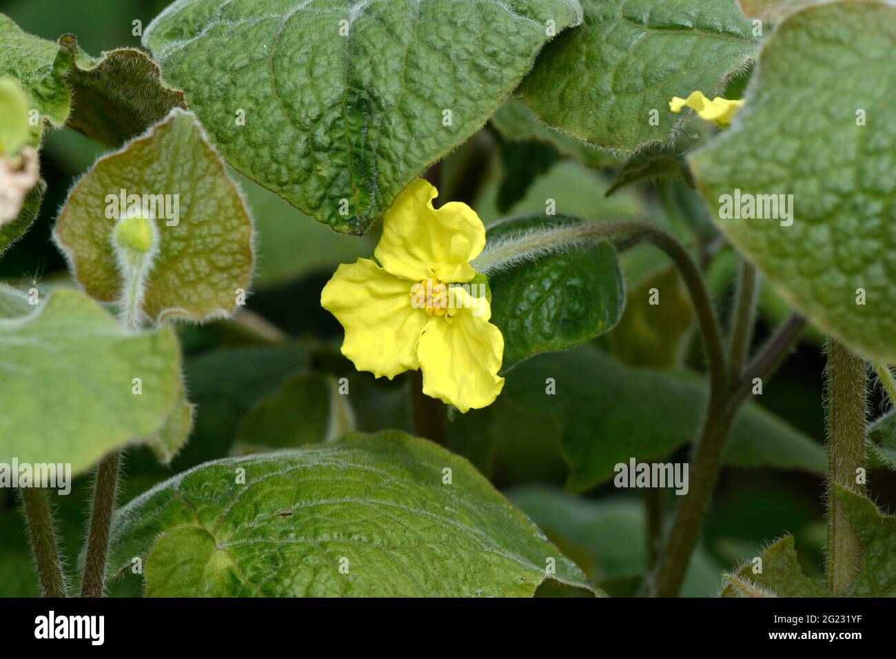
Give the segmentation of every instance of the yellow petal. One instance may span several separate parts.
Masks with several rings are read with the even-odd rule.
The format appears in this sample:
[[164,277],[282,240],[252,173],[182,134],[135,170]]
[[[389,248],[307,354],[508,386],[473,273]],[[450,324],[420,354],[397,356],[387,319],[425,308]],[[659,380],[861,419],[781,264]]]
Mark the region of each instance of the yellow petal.
[[359,258],[339,266],[321,293],[321,306],[345,328],[342,354],[358,370],[392,379],[418,368],[417,342],[429,322],[410,304],[411,282]]
[[720,128],[724,128],[731,123],[735,112],[742,105],[744,105],[743,100],[728,100],[720,96],[710,100],[702,91],[694,91],[686,99],[673,97],[669,101],[669,109],[678,113],[686,106],[695,110],[702,118],[714,121]]
[[476,275],[470,262],[486,245],[486,229],[466,204],[452,202],[436,211],[437,195],[422,178],[408,186],[383,216],[383,237],[374,255],[396,277],[469,282]]
[[434,318],[417,345],[423,371],[423,393],[449,403],[461,412],[495,402],[504,387],[498,377],[504,358],[504,336],[488,322],[491,307],[456,286],[452,308]]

▶ **Aim of the task**: Revise all of the material above so that "yellow petal" becomes "orange petal" wherever it occurs, changing nothing else, and leave out the picture.

▶ **Output of the exercise**:
Give the segmentation of every instance of the orange petal. One instance may span several separate parts.
Masks with several rings are read with the even-odd rule.
The format appears in this sample:
[[164,277],[282,240],[252,173],[182,134],[135,170]]
[[[389,248],[307,354],[508,386],[473,273]],[[450,324],[420,354],[397,356],[387,319],[425,308]],[[659,380],[861,419],[781,264]]]
Mark the region of each instance of the orange petal.
[[359,258],[339,266],[321,293],[321,306],[345,328],[342,354],[358,370],[392,379],[418,368],[417,342],[429,322],[410,304],[411,282]]
[[720,128],[724,128],[731,123],[735,112],[742,105],[744,105],[743,100],[728,100],[720,96],[710,100],[702,91],[694,91],[686,99],[673,97],[669,101],[669,109],[678,113],[686,106],[695,110],[702,118],[714,121]]
[[476,275],[470,262],[486,245],[486,229],[466,204],[452,202],[436,211],[437,195],[422,178],[408,186],[383,216],[383,237],[374,255],[396,277],[469,282]]
[[434,318],[417,345],[423,371],[423,393],[449,403],[461,412],[495,402],[504,387],[498,377],[504,358],[504,336],[488,322],[491,307],[456,286],[452,308]]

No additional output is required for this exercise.